INSTRUCTIONS TO FOLLOW
Output each of the lines below verbatim, in their original order.
━━━━
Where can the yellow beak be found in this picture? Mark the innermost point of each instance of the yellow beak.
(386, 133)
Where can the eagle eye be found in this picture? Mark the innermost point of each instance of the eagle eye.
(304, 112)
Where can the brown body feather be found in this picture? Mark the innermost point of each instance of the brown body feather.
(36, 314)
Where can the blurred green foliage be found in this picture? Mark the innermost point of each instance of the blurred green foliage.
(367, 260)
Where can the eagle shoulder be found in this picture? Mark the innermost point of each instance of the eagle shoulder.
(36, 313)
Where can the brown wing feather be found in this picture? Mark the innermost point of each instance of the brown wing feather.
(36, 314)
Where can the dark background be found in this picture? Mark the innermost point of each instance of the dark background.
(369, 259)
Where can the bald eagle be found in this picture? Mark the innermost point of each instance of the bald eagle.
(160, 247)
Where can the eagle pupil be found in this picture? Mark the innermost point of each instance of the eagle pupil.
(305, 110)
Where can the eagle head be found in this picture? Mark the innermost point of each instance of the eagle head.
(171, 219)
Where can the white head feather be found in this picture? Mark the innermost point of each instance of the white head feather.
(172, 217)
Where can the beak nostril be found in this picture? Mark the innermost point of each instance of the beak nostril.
━━━━
SOLUTION FOR THIS TASK
Where can the yellow beak be found in this picture? Mark the innermost point of each instance of the yellow beak.
(386, 133)
Where can the eagle eye be found in this picture? Mark the innermost point of each instance of the eagle eye.
(304, 112)
Where can the brown body feather be found in this picture? Mark the innermost point of each instance of the brown body feather.
(36, 314)
Where can the blurred green foliage be found in this picture? Mark the innermost point of each instance of the blurred green foliage.
(367, 260)
Where can the eagle shoulder be found in this picture? Mark the innermost point of each instance of the eagle shoulder.
(36, 313)
Where can the brown wing feather be found in this picture? Mark the innermost point of each instance of the brown wing feather.
(36, 314)
Where can the dark background be found in this picture? Mark the innermost point of each instance of the dark background.
(369, 259)
Where can the bald eagle be found in this picture? Mark the innermost point of each instance of the bald eagle.
(160, 247)
Where can the eagle pupil be found in this picture? Mark the innermost point of each instance of the eagle pupil.
(305, 110)
Where can the eagle head be found in this picture? Mark the innermost point of each instance of the eagle head.
(171, 219)
Where can the white head feather be found in this picture? Mark the innermost point of each instance of the white head feather.
(172, 217)
Where can the beak nostril be found in this picture? Mark the innermost point of each instance of the beak nostril.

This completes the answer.